Data for the task:
>>>>

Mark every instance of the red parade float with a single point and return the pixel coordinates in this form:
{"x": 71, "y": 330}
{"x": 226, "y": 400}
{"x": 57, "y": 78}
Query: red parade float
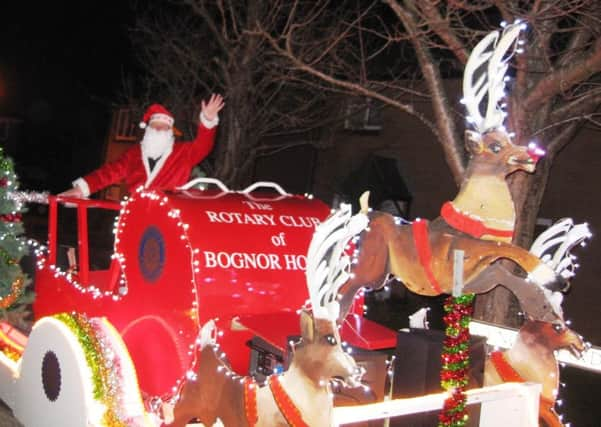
{"x": 183, "y": 258}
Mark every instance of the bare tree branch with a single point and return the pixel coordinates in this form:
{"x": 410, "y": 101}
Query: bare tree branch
{"x": 563, "y": 79}
{"x": 447, "y": 131}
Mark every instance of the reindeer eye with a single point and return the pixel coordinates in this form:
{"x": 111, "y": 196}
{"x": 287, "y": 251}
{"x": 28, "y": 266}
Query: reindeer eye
{"x": 495, "y": 147}
{"x": 331, "y": 339}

<<<<

Given exercise: Arrange every line of the records above as a JSON list of strings, one string per line, leaving out blank lines and the images.

Result for this task:
[
  "Mark every instance of the red parade float with a single point and return the pixel coordinates in this form:",
  "{\"x\": 71, \"y\": 330}",
  "{\"x\": 226, \"y\": 400}",
  "{\"x\": 57, \"y\": 78}",
  "Query: red parade float",
  "{\"x\": 183, \"y\": 258}",
  "Mark every instance of the bare tree branch with a single point and return the pixel coordinates in this form:",
  "{\"x\": 410, \"y\": 101}",
  "Query: bare tree branch",
  "{\"x\": 563, \"y\": 79}",
  "{\"x\": 447, \"y\": 131}",
  "Mark every instance of the reindeer eye with a single point and return the pixel coordinates in this form:",
  "{\"x\": 111, \"y\": 196}",
  "{\"x\": 287, \"y\": 251}",
  "{\"x\": 28, \"y\": 266}",
  "Query: reindeer eye",
  "{\"x\": 495, \"y\": 147}",
  "{\"x\": 331, \"y\": 339}"
]